## Text provided
= = =

I am the only one in the room with this secret. The secret of what it’s like to have super hearing. No one knows what it’s truly like. If they knew, they wouldn’t have ripped the paper like that.
They know I have “sensitive hearing.” But do they know I can hear the buzz of light bulbs as loudly as fireworks? Do they know I can hear literally THOUSANDS of birds insanely chirping away within a mile radius when I go outside? Do they know the water coming out of the sink sounds like Niagara Falls? Do they know their voices hurt me? Even when I try to explain, I realize- No. No, they don’t know.
“Hey, Kim, let me know if this is on too loud,” the leader says as he starts the dial tone of the speaker phone to call our client. The sound of the dial tone carries me away into another worldly dimension. I’m not able to keep my poker face and I give the noticeable tell by squeezing my eyes shut in pain. “Oh, sorry,” they say, as they turn it down ONLY ONE notch. I reach out and turn it down eight more notches.
Someone coughs and clears their throat. I jump. Unexpected sounds hit me like lightning.
Our client comes on the phone. “Hello, is everyone there?” Their voice booms and echoes throughout the room, bouncing off the walls and reverberating into my ears in numerous shock waves. Voices through speakers are a whole other level of pain.
“I can’t hear them,” someone on my team says. “Turn it up.”

= = =

## Information provided
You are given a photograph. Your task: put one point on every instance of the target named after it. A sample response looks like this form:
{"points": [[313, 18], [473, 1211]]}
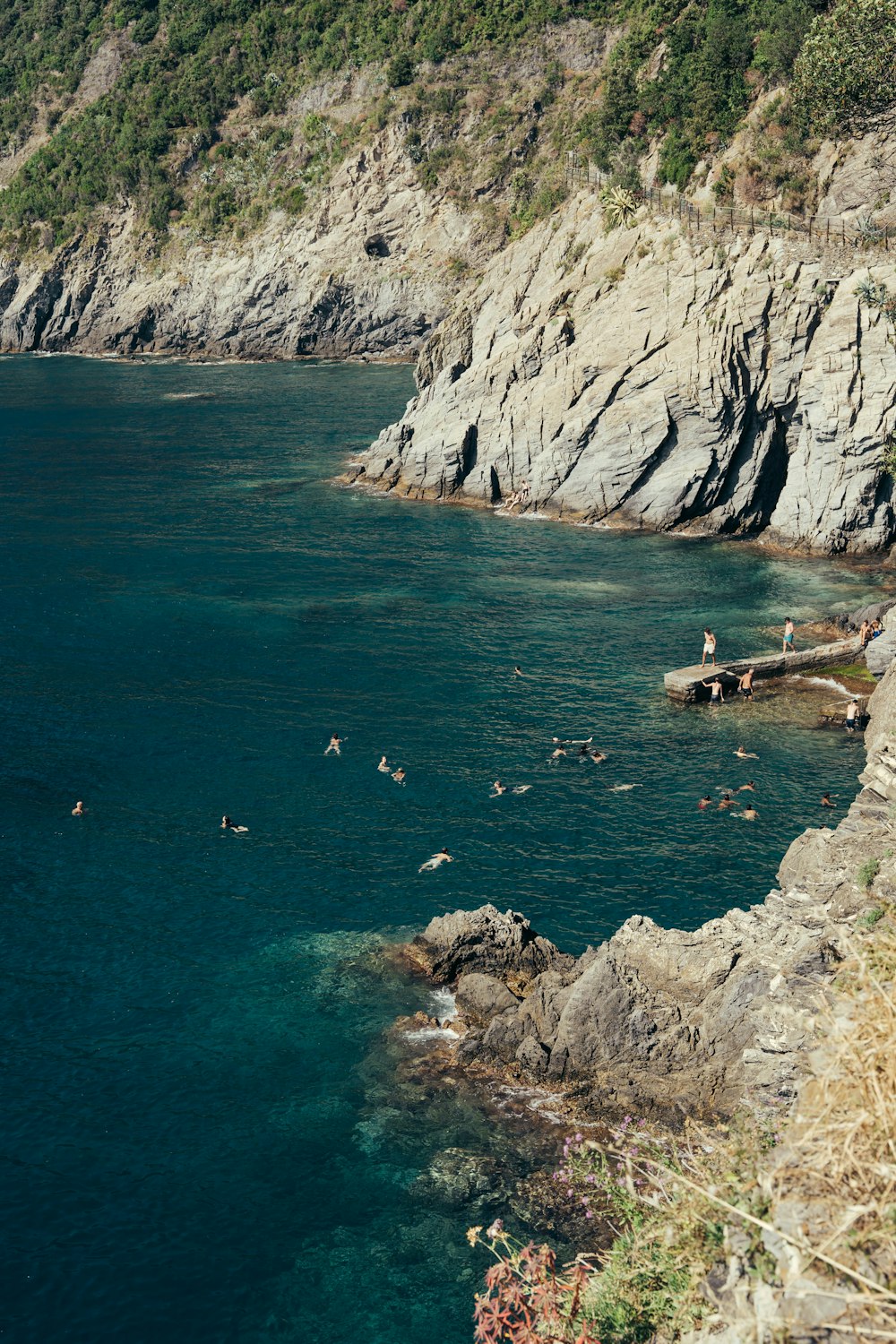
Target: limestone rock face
{"points": [[659, 379], [664, 1019], [485, 940], [362, 273]]}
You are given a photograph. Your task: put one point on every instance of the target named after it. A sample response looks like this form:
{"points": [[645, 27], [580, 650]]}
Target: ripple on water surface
{"points": [[210, 1131]]}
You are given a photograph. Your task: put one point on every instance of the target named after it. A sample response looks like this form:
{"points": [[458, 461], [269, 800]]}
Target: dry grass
{"points": [[839, 1160]]}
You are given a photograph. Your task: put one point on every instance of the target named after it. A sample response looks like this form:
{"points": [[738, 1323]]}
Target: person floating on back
{"points": [[715, 687], [228, 824], [443, 857], [788, 639], [708, 647]]}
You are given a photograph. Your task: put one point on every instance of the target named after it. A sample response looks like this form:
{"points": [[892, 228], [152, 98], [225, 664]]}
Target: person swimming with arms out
{"points": [[745, 685], [788, 639], [443, 857], [715, 691]]}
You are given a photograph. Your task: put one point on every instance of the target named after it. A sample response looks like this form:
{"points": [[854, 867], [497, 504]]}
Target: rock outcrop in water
{"points": [[662, 379], [661, 1019]]}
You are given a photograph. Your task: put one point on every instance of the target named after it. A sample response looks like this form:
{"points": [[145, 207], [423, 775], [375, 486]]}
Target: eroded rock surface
{"points": [[651, 378], [664, 1019]]}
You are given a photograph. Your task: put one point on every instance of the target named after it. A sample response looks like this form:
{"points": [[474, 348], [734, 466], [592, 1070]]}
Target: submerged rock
{"points": [[667, 1021]]}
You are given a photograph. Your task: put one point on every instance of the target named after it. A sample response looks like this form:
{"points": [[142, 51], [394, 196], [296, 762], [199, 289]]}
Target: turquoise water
{"points": [[203, 1136]]}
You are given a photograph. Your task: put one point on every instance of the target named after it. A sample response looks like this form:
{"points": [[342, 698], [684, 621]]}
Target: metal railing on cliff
{"points": [[821, 230]]}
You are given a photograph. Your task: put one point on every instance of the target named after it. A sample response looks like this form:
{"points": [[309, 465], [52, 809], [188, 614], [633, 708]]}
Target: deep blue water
{"points": [[202, 1137]]}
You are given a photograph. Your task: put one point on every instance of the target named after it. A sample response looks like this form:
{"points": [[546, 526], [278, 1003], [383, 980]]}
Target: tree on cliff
{"points": [[845, 74]]}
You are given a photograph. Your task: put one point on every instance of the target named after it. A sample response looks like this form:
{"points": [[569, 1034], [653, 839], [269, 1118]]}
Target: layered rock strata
{"points": [[654, 378], [363, 273], [664, 1021]]}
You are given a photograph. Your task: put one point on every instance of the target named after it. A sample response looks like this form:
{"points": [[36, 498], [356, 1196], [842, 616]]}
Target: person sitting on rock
{"points": [[715, 687]]}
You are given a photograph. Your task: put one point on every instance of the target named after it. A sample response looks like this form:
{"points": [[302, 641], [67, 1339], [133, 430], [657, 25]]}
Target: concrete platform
{"points": [[685, 683]]}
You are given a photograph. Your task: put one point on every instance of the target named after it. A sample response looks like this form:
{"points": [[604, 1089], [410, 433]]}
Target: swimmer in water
{"points": [[715, 688], [228, 824], [443, 857]]}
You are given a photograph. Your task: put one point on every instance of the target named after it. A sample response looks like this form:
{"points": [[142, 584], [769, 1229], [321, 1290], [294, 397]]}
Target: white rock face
{"points": [[659, 379], [365, 271]]}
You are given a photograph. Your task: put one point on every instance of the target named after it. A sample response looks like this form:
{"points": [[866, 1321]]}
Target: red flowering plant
{"points": [[525, 1300]]}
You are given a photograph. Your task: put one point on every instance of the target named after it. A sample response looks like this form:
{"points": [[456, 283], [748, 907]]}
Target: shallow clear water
{"points": [[203, 1136]]}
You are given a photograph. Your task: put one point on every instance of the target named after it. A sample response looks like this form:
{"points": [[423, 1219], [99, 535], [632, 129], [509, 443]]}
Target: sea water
{"points": [[206, 1133]]}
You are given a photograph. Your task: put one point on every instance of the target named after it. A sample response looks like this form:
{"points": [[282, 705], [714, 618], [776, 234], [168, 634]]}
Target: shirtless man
{"points": [[443, 857], [745, 685], [708, 647], [715, 687], [788, 639]]}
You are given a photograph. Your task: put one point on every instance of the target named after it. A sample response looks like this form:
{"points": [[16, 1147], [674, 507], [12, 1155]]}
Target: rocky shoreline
{"points": [[665, 1021]]}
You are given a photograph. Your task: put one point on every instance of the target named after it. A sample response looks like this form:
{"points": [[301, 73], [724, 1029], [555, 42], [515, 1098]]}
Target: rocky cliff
{"points": [[662, 379], [362, 273], [665, 1021]]}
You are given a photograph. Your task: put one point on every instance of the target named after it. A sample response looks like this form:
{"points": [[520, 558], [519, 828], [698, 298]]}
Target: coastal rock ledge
{"points": [[662, 1021]]}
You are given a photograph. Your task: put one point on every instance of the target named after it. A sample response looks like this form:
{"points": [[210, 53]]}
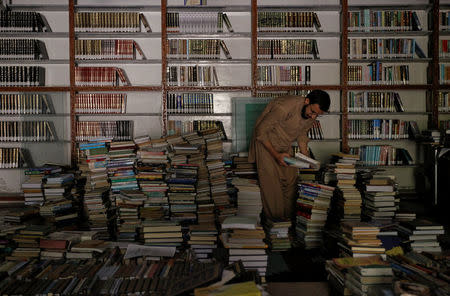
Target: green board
{"points": [[245, 113]]}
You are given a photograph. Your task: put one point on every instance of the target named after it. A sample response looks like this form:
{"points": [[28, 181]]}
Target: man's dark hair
{"points": [[320, 97]]}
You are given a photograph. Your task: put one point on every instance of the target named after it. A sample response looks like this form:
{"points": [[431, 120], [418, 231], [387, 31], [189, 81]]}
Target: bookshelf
{"points": [[149, 89]]}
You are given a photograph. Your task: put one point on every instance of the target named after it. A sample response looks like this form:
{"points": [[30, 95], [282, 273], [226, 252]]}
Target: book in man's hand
{"points": [[302, 161]]}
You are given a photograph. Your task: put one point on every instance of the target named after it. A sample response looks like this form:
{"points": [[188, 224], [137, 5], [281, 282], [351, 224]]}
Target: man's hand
{"points": [[280, 158]]}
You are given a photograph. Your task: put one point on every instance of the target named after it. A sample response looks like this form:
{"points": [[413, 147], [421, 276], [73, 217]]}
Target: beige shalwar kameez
{"points": [[281, 123]]}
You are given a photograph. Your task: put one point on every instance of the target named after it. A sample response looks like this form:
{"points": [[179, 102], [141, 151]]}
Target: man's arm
{"points": [[279, 157]]}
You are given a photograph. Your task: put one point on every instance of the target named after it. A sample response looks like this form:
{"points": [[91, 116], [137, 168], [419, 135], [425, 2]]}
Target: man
{"points": [[284, 120]]}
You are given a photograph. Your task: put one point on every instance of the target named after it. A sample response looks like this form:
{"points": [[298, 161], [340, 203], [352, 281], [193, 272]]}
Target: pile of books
{"points": [[277, 234], [421, 234], [203, 240], [128, 203], [312, 208], [162, 233], [244, 237], [99, 212], [248, 196], [361, 280], [360, 239], [379, 201], [121, 166], [349, 201], [92, 160]]}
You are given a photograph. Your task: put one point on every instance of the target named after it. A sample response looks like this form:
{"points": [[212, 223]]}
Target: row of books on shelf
{"points": [[197, 22], [367, 20], [387, 129], [110, 22], [35, 131], [374, 102], [283, 75], [373, 48], [192, 76], [120, 130], [22, 49], [378, 73], [107, 49], [190, 103], [382, 155], [25, 104], [22, 21], [288, 49], [100, 103], [178, 127], [22, 76], [11, 158], [196, 48], [292, 21]]}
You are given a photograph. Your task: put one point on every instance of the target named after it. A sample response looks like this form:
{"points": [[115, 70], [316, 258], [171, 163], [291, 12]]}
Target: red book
{"points": [[53, 244]]}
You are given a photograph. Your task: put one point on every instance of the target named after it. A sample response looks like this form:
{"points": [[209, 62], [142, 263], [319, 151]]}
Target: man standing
{"points": [[284, 120]]}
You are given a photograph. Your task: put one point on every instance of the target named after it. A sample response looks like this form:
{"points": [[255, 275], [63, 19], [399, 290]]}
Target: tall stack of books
{"points": [[203, 240], [27, 241], [92, 163], [364, 280], [379, 201], [421, 234], [360, 239], [248, 196], [244, 238], [121, 166], [182, 192], [162, 233], [151, 167], [32, 188], [277, 234], [97, 208], [349, 201], [128, 204], [312, 207]]}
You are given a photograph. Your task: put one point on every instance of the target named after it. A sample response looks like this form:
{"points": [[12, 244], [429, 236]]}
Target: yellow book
{"points": [[240, 289]]}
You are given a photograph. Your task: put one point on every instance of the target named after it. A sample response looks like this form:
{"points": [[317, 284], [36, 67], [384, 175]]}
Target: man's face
{"points": [[312, 111]]}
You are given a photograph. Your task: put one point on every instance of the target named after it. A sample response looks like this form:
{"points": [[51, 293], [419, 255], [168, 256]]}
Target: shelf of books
{"points": [[34, 100], [208, 55], [298, 48], [388, 62]]}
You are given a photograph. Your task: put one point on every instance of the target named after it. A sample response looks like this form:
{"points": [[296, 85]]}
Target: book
{"points": [[302, 161]]}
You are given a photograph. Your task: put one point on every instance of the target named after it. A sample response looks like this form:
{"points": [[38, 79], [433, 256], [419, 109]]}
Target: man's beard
{"points": [[304, 112]]}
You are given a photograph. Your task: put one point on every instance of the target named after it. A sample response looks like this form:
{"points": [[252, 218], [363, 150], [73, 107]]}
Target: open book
{"points": [[302, 161]]}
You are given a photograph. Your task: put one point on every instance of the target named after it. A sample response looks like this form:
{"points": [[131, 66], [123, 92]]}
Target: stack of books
{"points": [[27, 241], [128, 204], [203, 240], [86, 249], [349, 202], [151, 168], [182, 192], [277, 234], [121, 166], [53, 248], [421, 235], [379, 201], [312, 207], [97, 210], [162, 233], [92, 162], [244, 237], [216, 169], [363, 280], [360, 239], [248, 196]]}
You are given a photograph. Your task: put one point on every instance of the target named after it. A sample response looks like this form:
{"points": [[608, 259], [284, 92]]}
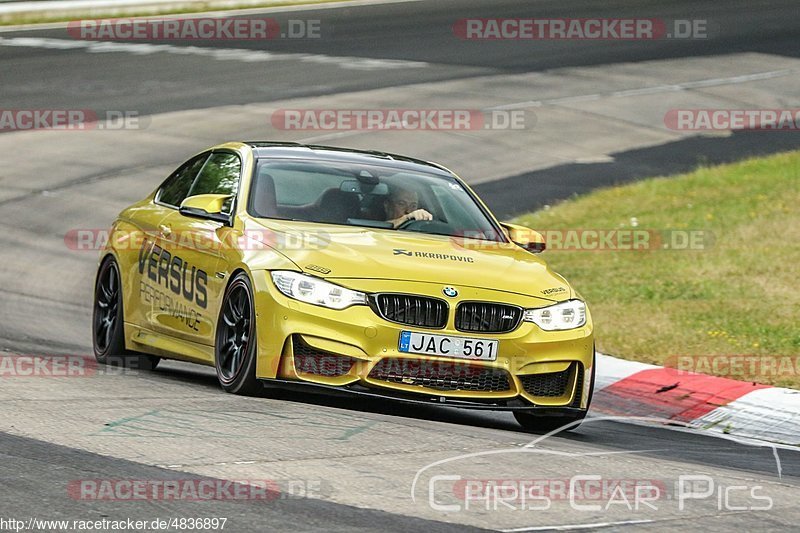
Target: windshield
{"points": [[367, 195]]}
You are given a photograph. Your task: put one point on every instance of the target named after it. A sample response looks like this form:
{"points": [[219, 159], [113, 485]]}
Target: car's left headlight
{"points": [[558, 317], [316, 291]]}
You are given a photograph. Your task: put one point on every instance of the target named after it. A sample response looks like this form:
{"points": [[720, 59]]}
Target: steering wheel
{"points": [[423, 226]]}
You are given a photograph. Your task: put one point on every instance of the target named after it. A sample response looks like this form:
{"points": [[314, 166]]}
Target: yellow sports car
{"points": [[358, 271]]}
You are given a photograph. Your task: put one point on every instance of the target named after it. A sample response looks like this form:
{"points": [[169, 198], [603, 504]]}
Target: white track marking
{"points": [[657, 89], [223, 54]]}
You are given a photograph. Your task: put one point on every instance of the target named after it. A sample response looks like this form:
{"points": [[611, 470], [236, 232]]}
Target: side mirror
{"points": [[206, 206], [526, 238]]}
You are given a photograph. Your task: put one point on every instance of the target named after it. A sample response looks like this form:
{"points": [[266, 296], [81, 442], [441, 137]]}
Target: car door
{"points": [[197, 264], [140, 266]]}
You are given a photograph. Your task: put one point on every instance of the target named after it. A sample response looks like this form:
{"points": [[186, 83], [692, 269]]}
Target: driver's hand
{"points": [[419, 214]]}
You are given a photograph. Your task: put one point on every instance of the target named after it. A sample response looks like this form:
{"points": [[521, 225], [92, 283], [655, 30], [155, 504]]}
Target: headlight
{"points": [[565, 315], [316, 291]]}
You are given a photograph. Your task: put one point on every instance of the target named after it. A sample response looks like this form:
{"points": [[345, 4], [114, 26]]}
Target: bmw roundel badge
{"points": [[450, 292]]}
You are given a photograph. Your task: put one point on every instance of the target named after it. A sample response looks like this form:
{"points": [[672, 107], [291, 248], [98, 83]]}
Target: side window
{"points": [[220, 175], [176, 187]]}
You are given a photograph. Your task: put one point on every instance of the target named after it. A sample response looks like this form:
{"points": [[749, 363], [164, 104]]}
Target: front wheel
{"points": [[235, 346], [108, 334]]}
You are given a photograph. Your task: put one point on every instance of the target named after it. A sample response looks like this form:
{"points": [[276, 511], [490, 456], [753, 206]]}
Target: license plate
{"points": [[448, 346]]}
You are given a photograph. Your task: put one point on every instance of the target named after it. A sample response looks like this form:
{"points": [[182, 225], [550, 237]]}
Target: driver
{"points": [[402, 205]]}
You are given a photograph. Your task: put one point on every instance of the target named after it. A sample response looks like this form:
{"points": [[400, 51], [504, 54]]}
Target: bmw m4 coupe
{"points": [[282, 264]]}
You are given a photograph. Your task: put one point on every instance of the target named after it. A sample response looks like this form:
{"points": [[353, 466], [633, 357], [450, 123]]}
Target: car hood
{"points": [[346, 252]]}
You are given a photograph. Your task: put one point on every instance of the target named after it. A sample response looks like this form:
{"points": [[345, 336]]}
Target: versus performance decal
{"points": [[173, 273]]}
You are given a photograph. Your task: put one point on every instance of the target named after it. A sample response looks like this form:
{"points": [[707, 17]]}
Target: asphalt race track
{"points": [[341, 464]]}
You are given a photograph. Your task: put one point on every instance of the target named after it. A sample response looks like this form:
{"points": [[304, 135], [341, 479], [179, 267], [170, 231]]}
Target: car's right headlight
{"points": [[558, 317], [316, 291]]}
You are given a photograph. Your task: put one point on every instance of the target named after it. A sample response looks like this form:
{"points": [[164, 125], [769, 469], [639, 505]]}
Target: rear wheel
{"points": [[108, 335], [235, 346], [546, 424]]}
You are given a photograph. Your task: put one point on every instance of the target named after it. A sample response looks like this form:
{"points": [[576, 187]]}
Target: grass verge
{"points": [[737, 297]]}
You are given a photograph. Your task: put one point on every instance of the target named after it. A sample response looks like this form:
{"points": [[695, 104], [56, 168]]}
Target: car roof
{"points": [[291, 150]]}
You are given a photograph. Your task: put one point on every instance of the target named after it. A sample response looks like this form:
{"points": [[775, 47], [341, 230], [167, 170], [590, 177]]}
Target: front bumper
{"points": [[356, 351]]}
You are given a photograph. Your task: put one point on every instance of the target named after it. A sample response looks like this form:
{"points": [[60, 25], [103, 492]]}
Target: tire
{"points": [[235, 347], [108, 332], [546, 424]]}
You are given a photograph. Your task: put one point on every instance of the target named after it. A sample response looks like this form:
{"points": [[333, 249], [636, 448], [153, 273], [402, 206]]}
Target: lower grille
{"points": [[549, 385], [310, 360], [441, 375], [487, 317], [576, 402], [412, 310]]}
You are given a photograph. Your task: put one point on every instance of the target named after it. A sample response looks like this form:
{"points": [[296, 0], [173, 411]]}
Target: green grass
{"points": [[741, 296]]}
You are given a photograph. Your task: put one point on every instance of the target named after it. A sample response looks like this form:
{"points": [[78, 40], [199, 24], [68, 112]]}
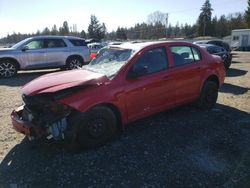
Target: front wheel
{"points": [[7, 69], [208, 95], [94, 128]]}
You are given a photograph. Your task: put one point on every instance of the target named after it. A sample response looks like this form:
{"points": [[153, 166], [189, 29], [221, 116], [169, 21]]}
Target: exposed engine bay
{"points": [[45, 116]]}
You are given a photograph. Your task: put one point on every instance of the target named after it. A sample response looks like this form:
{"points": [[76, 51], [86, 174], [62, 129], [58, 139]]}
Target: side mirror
{"points": [[24, 48], [136, 72]]}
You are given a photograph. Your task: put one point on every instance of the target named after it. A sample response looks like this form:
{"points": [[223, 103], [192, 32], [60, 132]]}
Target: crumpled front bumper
{"points": [[25, 127], [18, 124]]}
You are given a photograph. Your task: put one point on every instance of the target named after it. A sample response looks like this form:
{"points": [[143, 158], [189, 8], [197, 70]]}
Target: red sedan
{"points": [[87, 107]]}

= = =

## Requirement A
In the super-hearing text, why does the narrator jump when someone coughs and clears their throat?
## Requirement B
Rewrite the super-hearing text, starting at the words "They know I have" and ending after "they don’t know.", with "a roaring waterfall" in place of "Niagara Falls".

## Result A
The narrator jumps because unexpected sounds hit them like lightning.

## Result B
They know I have “sensitive hearing.” But do they know I can hear the buzz of light bulbs as loudly as fireworks? Do they know I can hear literally THOUSANDS of birds insanely chirping away within a mile radius when I go outside? Do they know the water coming out of the sink sounds like a roaring waterfall? Do they know their voices hurt me? Even when I try to explain, I realize- No. No, they don’t know.